Items listed in a dataset:
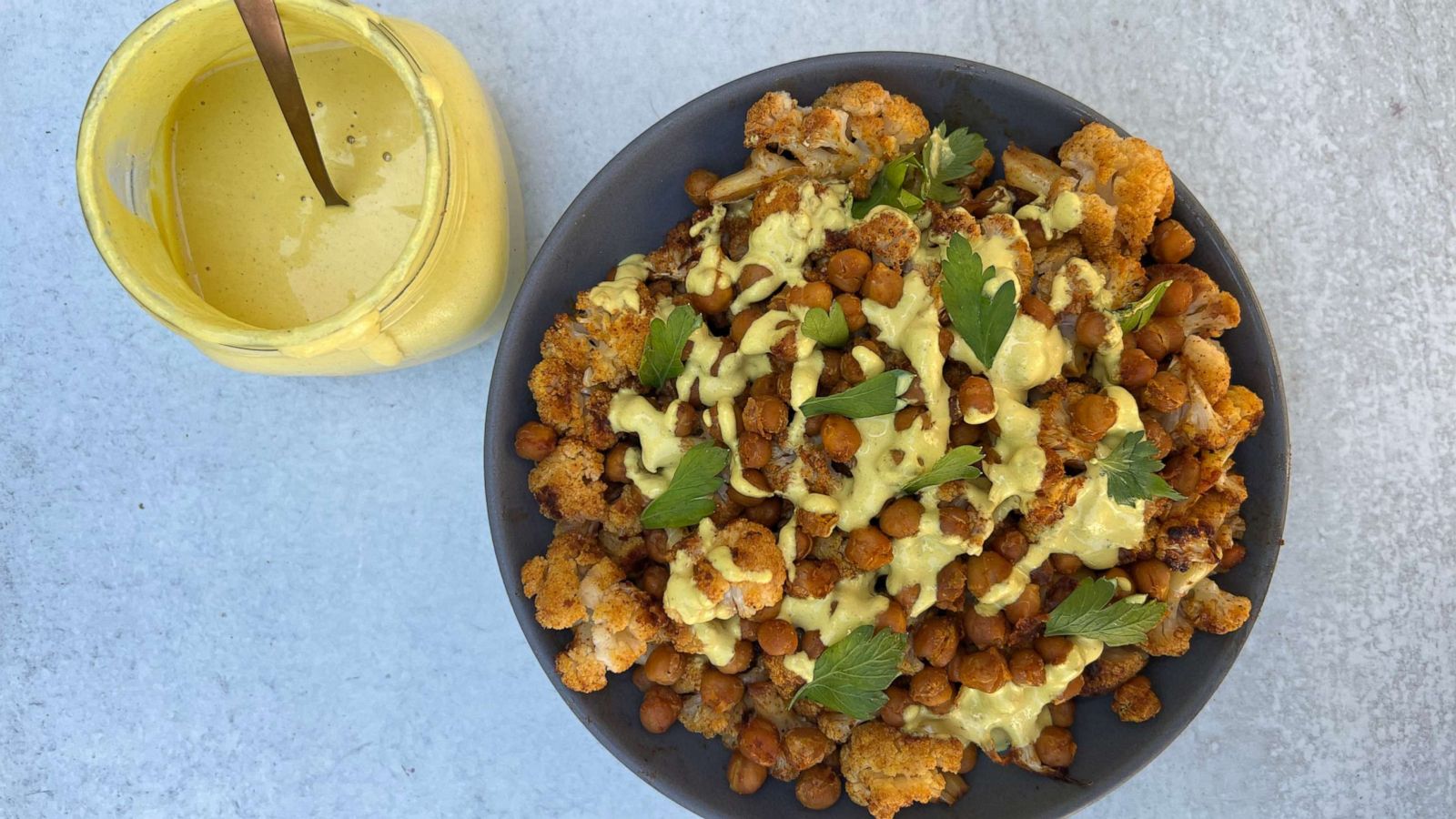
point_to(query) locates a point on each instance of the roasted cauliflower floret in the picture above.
(568, 482)
(1125, 174)
(885, 770)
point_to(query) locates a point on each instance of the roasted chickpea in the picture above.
(819, 787)
(698, 184)
(841, 438)
(535, 440)
(759, 741)
(1055, 746)
(1172, 242)
(868, 548)
(1159, 337)
(1136, 368)
(1026, 668)
(931, 687)
(848, 268)
(660, 709)
(883, 285)
(986, 570)
(746, 775)
(1165, 392)
(1152, 577)
(985, 671)
(778, 637)
(718, 690)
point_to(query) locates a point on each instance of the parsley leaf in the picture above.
(829, 329)
(982, 319)
(954, 465)
(851, 676)
(689, 494)
(946, 157)
(1132, 471)
(1136, 315)
(870, 398)
(662, 353)
(1082, 614)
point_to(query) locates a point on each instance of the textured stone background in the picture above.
(225, 595)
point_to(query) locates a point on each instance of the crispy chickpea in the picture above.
(1152, 577)
(976, 397)
(535, 440)
(935, 640)
(813, 295)
(883, 285)
(744, 775)
(868, 548)
(1136, 368)
(819, 787)
(895, 709)
(766, 416)
(718, 690)
(1026, 668)
(931, 687)
(778, 637)
(1053, 651)
(1026, 605)
(1037, 309)
(1055, 746)
(848, 268)
(1159, 337)
(1092, 327)
(660, 709)
(986, 570)
(841, 438)
(985, 632)
(1172, 242)
(1165, 392)
(893, 618)
(902, 518)
(664, 665)
(985, 671)
(698, 184)
(759, 741)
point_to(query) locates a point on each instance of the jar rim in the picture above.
(331, 331)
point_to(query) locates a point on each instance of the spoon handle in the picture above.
(266, 29)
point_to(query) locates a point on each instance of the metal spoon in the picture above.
(266, 29)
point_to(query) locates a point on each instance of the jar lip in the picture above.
(371, 29)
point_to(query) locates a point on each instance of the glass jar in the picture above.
(460, 267)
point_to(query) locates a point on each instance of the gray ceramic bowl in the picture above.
(633, 201)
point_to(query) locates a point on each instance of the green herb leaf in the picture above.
(1132, 471)
(1136, 315)
(851, 676)
(888, 189)
(983, 321)
(689, 494)
(829, 329)
(956, 465)
(946, 157)
(662, 353)
(1082, 614)
(870, 398)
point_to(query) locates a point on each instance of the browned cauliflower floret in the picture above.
(1213, 610)
(885, 770)
(568, 482)
(1212, 310)
(1126, 175)
(888, 235)
(1136, 702)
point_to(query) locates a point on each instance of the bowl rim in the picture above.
(494, 433)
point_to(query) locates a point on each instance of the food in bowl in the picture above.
(877, 464)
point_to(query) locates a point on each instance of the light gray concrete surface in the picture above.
(225, 595)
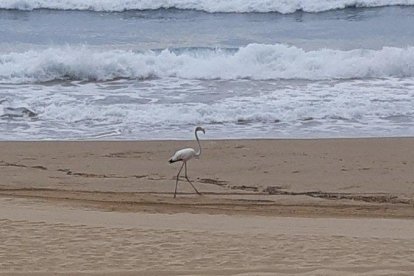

Problem to work on: Put the lines of the rows above into a numbered list with no blank lines, and leave the pictures out of your answer.

Output of the task:
1. point_to(query) locates a point on each instance of the roasted cauliflower floret in the picture above.
2. (568, 482)
3. (1125, 174)
4. (885, 770)
5. point_to(query) locates a point on each instance of the roasted chickpea in the picture above.
6. (819, 787)
7. (698, 184)
8. (841, 438)
9. (535, 440)
10. (759, 741)
11. (1055, 746)
12. (1172, 242)
13. (868, 548)
14. (1159, 337)
15. (1136, 368)
16. (1026, 668)
17. (931, 687)
18. (848, 268)
19. (660, 709)
20. (883, 285)
21. (986, 570)
22. (746, 775)
23. (1165, 392)
24. (1152, 577)
25. (985, 671)
26. (778, 637)
27. (718, 690)
28. point_to(query) locates a point on each instance of the parsley leaf in the picture above.
29. (829, 329)
30. (982, 319)
31. (954, 465)
32. (851, 676)
33. (689, 494)
34. (946, 157)
35. (1132, 471)
36. (1136, 315)
37. (870, 398)
38. (662, 353)
39. (1082, 614)
40. point_to(query) locates a point on each instance of the textured stone background in the picture above.
41. (225, 595)
42. point_to(query) locates a point on each instance of the crispy chickpea in the picture above.
43. (1152, 577)
44. (976, 397)
45. (535, 440)
46. (935, 640)
47. (813, 295)
48. (883, 285)
49. (744, 775)
50. (868, 548)
51. (1136, 368)
52. (819, 787)
53. (895, 709)
54. (766, 416)
55. (718, 690)
56. (1026, 668)
57. (931, 687)
58. (778, 637)
59. (1053, 651)
60. (1026, 605)
61. (1037, 309)
62. (1055, 746)
63. (848, 268)
64. (1159, 337)
65. (1092, 327)
66. (660, 709)
67. (986, 570)
68. (841, 438)
69. (985, 632)
70. (1172, 242)
71. (1165, 392)
72. (893, 618)
73. (902, 518)
74. (664, 665)
75. (985, 671)
76. (698, 184)
77. (759, 741)
78. point_to(query) locates a point on each instance of the jar rim in the picture above.
79. (331, 331)
80. point_to(query) locates a point on each instance of the spoon handle in the picture above.
81. (266, 29)
82. point_to(query) locates a point on each instance of the metal spoon in the picture above.
83. (266, 29)
84. point_to(query) locates a point on each instance of the jar lip in the picture above.
85. (371, 29)
86. point_to(query) locates a point on each instance of the glass jar in the picture above.
87. (460, 267)
88. point_to(query) locates a point on each instance of the gray ceramic bowl in the picture above.
89. (633, 201)
90. point_to(query) locates a point on each instance of the green herb leaf in the picture above.
91. (1132, 471)
92. (1136, 315)
93. (851, 676)
94. (888, 189)
95. (983, 321)
96. (689, 494)
97. (829, 329)
98. (956, 465)
99. (946, 157)
100. (662, 353)
101. (1082, 614)
102. (870, 398)
103. point_to(query) locates a point on each instance of the browned cauliflower floret in the picture above.
104. (1213, 610)
105. (885, 770)
106. (568, 482)
107. (1212, 310)
108. (1126, 175)
109. (888, 235)
110. (1136, 702)
111. point_to(query) locates a point on each instance of the bowl rim in the picture above.
112. (494, 433)
113. point_to(query) locates a point on each instance of the food in bowl in the picture above.
114. (877, 464)
115. point_to(query) locates a point on each instance of the light gray concrete surface in the picture above.
116. (225, 595)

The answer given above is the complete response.